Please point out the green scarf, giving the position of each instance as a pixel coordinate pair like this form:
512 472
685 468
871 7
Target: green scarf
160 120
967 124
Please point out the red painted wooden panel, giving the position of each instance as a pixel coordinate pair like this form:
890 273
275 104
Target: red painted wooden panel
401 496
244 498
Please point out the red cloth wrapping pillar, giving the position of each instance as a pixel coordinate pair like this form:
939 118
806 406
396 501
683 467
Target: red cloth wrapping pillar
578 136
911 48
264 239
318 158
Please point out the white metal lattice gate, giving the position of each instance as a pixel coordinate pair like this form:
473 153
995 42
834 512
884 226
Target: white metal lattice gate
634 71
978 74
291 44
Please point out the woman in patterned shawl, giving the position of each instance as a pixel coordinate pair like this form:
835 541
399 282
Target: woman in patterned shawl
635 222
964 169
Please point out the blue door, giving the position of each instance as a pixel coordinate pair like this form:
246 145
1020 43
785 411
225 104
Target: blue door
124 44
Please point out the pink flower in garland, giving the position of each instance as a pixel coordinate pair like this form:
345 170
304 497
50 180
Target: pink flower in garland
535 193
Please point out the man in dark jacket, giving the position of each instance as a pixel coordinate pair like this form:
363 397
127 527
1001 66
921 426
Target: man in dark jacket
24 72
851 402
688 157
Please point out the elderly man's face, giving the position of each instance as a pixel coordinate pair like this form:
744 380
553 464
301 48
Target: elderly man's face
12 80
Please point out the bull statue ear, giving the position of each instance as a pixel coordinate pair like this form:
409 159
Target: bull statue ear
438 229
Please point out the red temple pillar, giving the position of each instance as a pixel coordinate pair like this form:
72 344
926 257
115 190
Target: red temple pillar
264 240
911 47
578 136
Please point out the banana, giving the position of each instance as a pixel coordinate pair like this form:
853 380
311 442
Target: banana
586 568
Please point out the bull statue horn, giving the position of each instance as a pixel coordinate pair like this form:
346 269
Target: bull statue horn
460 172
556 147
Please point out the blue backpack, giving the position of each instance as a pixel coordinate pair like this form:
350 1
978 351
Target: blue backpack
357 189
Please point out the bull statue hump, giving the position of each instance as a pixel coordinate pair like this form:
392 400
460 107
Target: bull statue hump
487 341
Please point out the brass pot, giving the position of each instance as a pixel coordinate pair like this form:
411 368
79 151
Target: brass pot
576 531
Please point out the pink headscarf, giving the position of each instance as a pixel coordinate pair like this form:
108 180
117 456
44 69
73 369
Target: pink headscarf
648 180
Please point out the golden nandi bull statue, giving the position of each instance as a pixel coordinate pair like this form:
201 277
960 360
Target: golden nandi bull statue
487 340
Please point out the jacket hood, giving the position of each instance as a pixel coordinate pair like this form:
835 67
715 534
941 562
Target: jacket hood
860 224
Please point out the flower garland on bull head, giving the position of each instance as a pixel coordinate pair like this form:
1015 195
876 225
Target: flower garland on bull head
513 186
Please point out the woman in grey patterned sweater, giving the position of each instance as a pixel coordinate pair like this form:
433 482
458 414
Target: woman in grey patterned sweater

----------

What you need to do:
Write out every line from the records above, word for word.

Task answer:
Please point out the green scarf, giving the position of each instance as a pixel coordinate pair like this form:
512 472
685 468
871 7
Target: green scarf
160 120
967 124
Please point out the red painted wooden panel, giving the position of each instance as a pixel coordinate pair like this form:
890 273
275 104
Target: red painted wooden panel
401 496
244 498
Please point out the red cloth wrapping pillar, giving the position of each instance as a pixel coordinate pair like this form:
939 118
806 406
396 501
683 467
Target: red cloth wrapping pillar
578 136
911 48
264 239
318 158
Please point out the white metal lattice gate, giving the position of each instance as a pixel coordinate pair like this form:
473 153
995 42
834 512
884 226
Target: white metal lattice gate
634 71
978 74
291 44
Please point out the woman in patterned shawl, giving the position of each instance as a pixel coordinate pair like this form:
835 541
399 282
Target: woman in patterned shawl
635 222
964 169
Please point out the blue door, giving the position of each instance as a pixel coordinate pair like this form:
246 145
1020 43
785 411
225 104
Target: blue door
124 44
Please point out the pink flower in garland, giving the position of each instance as a pixel coordinate pair like this form:
345 170
304 497
50 180
Target: pink flower in garland
535 193
Please point out the man in dark jacket, giving the position of each instance as a pixel coordinate pair like this form:
363 397
127 527
1001 66
921 426
Target: man in dark jacket
24 72
851 402
688 157
Please point out the elderly man's face, giving the position of each instance as a pixel coordinate pair like this form:
744 380
553 464
301 48
Target: elderly man's face
12 80
Please point out the bull statue ear, giving the position of each instance as a pixel coordinate pair like this form:
409 159
Target: bull statue ear
438 229
Please point out the red temple pillar, giving the position of each instance as a pixel coordinate pair like this form:
72 344
926 257
115 190
Target: red temple pillar
264 240
911 47
578 136
Please point out the banana, giving the position of each instance as a pixel coordinate pair like this form:
853 380
311 442
Target: banana
586 568
Please point out the bull statue horn, giving the position of each instance as a pixel coordinate pair like this form:
346 269
Target: bull statue horn
460 172
556 147
Please point out the blue backpack, giving the position of each instance as a pixel coordinate pair like this form:
350 1
978 351
Target: blue backpack
357 189
Please point out the bull statue hump, giving the position of each instance as a pixel coordinate pair like this form:
392 400
460 107
Target: bull statue hump
487 341
Please point out the brass pot, giving the position of each instance as a pixel coordinate pair like this form:
411 368
79 151
Target: brass pot
576 531
Please point out the pink headscarf, giving the position of each instance as a pixel coordinate pair like this form:
108 180
117 456
44 69
73 369
Target: pink headscarf
648 180
Please point out the golden nandi bull statue, giving the position of each instance as a pixel coordinate pair like this form:
201 277
960 360
Target: golden nandi bull statue
487 340
Please point out the jacket hood, giving the position of each instance as a pixel coordinate pair like this form:
835 67
715 534
941 562
Target: jacket hood
860 224
Please point out the flower garland on bull head, giving the position of each instance as a pixel coordinate pair like this form:
1015 195
876 225
Target: flower garland on bull head
513 186
Please point out the woman in grey patterned sweater, giving the position of each instance as a pixel coordinate pair like this form:
433 482
458 414
Target: woman in grey patterned sweater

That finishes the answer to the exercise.